● **Task objective**:
Give back exactly the lines from the one containing "Indicate the bird's leg" through the end of the records, including both, and no others.

——

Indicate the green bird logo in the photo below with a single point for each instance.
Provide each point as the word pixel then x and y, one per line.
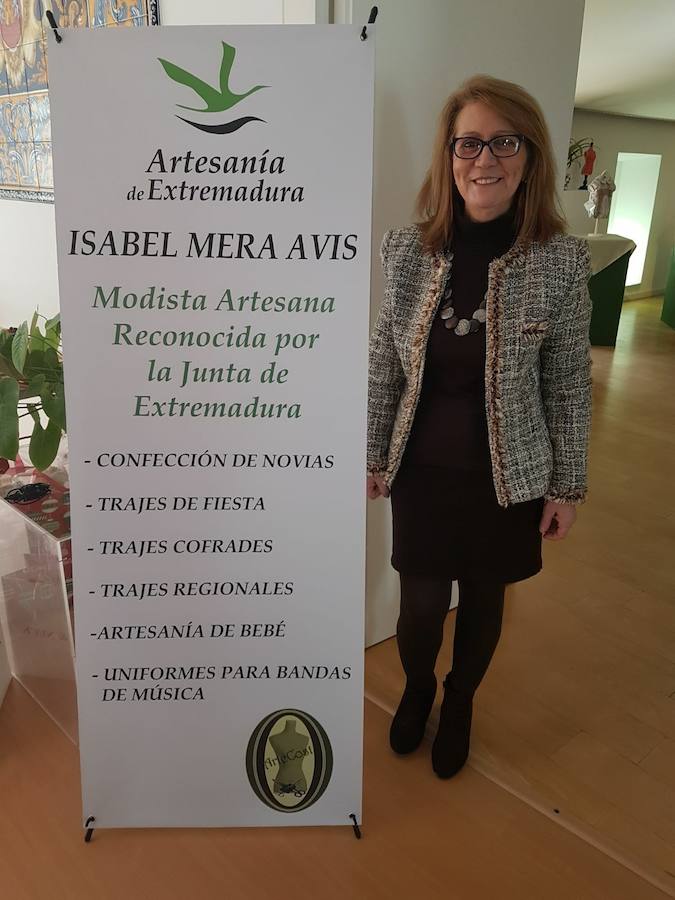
pixel 216 99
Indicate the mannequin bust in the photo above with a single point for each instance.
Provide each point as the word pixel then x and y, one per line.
pixel 291 748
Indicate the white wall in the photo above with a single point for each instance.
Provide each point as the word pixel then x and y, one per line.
pixel 625 134
pixel 5 674
pixel 424 50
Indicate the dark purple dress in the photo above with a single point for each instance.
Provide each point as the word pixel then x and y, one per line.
pixel 446 518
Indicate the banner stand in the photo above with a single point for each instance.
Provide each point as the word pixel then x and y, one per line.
pixel 89 825
pixel 90 822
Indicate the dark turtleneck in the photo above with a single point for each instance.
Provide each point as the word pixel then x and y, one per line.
pixel 450 427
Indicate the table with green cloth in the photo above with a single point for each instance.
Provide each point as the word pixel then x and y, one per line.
pixel 610 254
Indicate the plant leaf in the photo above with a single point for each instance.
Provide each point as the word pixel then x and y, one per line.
pixel 44 444
pixel 20 346
pixel 9 418
pixel 36 385
pixel 35 339
pixel 53 369
pixel 54 404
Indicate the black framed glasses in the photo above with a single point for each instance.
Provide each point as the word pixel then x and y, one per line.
pixel 502 146
pixel 28 493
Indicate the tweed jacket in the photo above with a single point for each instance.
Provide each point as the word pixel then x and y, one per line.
pixel 537 370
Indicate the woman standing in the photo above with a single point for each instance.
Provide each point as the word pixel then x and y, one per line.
pixel 479 394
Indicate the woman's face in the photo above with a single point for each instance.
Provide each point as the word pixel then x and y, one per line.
pixel 487 184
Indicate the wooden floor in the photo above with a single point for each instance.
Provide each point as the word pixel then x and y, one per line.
pixel 577 711
pixel 576 717
pixel 465 839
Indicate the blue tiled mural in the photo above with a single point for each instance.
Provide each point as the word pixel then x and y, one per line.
pixel 25 132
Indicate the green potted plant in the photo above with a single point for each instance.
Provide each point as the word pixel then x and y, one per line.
pixel 31 384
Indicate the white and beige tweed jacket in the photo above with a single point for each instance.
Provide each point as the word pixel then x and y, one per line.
pixel 537 371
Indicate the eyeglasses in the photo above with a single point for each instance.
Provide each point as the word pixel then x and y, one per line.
pixel 28 493
pixel 501 146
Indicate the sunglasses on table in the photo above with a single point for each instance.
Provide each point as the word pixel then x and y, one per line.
pixel 28 493
pixel 502 146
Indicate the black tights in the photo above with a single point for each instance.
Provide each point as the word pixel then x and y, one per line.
pixel 424 605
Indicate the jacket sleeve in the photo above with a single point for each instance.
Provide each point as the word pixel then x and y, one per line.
pixel 566 387
pixel 385 375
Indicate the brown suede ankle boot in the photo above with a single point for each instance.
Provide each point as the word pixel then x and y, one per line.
pixel 407 727
pixel 451 747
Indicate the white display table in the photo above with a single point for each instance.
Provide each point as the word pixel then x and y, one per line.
pixel 606 249
pixel 36 596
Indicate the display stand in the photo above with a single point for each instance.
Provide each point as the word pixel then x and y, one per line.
pixel 610 255
pixel 668 311
pixel 36 582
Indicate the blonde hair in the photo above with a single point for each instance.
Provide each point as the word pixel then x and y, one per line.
pixel 538 213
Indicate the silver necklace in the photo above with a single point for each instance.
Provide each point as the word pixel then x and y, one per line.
pixel 452 321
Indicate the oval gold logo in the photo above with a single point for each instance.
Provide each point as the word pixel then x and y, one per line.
pixel 289 760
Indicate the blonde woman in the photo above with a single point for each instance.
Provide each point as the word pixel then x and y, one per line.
pixel 479 394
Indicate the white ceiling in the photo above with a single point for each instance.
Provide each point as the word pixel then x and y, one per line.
pixel 627 60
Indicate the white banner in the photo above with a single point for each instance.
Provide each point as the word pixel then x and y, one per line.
pixel 213 202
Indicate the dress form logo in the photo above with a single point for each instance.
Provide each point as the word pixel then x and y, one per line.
pixel 289 760
pixel 217 99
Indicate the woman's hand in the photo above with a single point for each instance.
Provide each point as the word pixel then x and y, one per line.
pixel 375 487
pixel 556 520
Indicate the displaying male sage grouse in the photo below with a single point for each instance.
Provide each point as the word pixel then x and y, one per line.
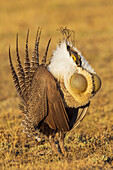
pixel 55 96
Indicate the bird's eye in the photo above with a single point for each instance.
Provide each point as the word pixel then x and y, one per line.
pixel 74 55
pixel 78 83
pixel 97 83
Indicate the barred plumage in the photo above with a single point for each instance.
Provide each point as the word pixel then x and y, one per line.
pixel 55 96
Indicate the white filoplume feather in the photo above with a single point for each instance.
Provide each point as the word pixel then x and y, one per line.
pixel 62 63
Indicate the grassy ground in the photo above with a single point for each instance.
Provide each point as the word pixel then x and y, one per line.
pixel 91 145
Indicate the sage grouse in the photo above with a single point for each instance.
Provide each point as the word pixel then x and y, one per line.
pixel 55 96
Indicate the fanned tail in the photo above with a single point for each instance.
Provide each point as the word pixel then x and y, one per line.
pixel 46 52
pixel 27 67
pixel 16 80
pixel 35 56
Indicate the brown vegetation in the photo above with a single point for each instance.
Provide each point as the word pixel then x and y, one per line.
pixel 91 145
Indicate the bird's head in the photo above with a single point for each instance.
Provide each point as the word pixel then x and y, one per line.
pixel 69 66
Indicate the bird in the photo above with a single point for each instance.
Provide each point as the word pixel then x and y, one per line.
pixel 55 96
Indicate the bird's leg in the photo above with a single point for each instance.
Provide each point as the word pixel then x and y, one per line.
pixel 53 146
pixel 61 143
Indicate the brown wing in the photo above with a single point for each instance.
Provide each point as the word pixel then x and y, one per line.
pixel 45 102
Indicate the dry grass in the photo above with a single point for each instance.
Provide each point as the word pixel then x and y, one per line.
pixel 91 145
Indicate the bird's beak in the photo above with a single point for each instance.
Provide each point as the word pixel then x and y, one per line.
pixel 97 83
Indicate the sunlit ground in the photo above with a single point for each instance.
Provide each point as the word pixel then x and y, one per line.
pixel 91 145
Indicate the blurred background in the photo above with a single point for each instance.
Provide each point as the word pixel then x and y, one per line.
pixel 92 22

——

● **Written solution**:
Indicate the bird's leg in the photo above with a single point for each instance.
Provide each point as the word pixel then x and y, one per line.
pixel 53 146
pixel 61 143
Indicate the brown wing in the photo above with a single point for each instance.
Provide each point as the word pixel then x and y, one per line.
pixel 45 102
Indicate the dry grass in the photo above with a single point for each instance.
Provide each point as the word pixel then x and y, one per line.
pixel 91 145
Indicate the bird's beak in the photo above with a single point for each instance.
Provide each point as the word pixel then x and y, one per line.
pixel 97 83
Indicate the sunlit ground in the photo above with a single point for each instance.
Provide each point as the word pixel then x and y, one per line.
pixel 91 145
Indicate the blurred background in the photo above with a single point for each instance.
Provide each point as the word pixel then x and y, one per line.
pixel 92 22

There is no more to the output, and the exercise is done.